--- START Dataset content ---
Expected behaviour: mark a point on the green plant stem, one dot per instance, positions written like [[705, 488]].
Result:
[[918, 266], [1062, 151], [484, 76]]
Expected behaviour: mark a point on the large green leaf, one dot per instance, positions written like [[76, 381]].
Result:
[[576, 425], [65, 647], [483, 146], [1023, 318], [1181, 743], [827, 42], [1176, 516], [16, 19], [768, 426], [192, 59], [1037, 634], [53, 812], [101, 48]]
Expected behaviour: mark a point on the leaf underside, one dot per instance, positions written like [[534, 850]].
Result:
--- END Dataset content ---
--- START Dataset content ---
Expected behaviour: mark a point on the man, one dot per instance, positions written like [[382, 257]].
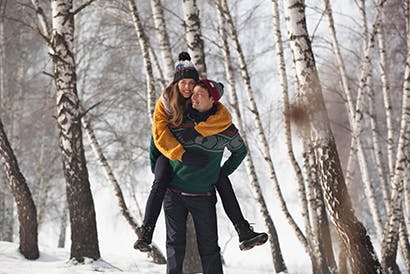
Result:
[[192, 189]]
--- END Dataset content ---
Pick out every line of the entries above that contains the string "instance" and copy each such line in full. Letter case counts.

Expected behaviour: mark a point on the green plant stem, one dot per instance, positions written like [[705, 488]].
Expected behaviour: mark a point on the large green leaf, one dot per instance, positions written like [[76, 381]].
Expected behaviour: mark a point on the leaf underside, one dot per instance, positions written like [[534, 850]].
Expected behaviour: mark a point on the man, one dot per instance, positions written like [[382, 257]].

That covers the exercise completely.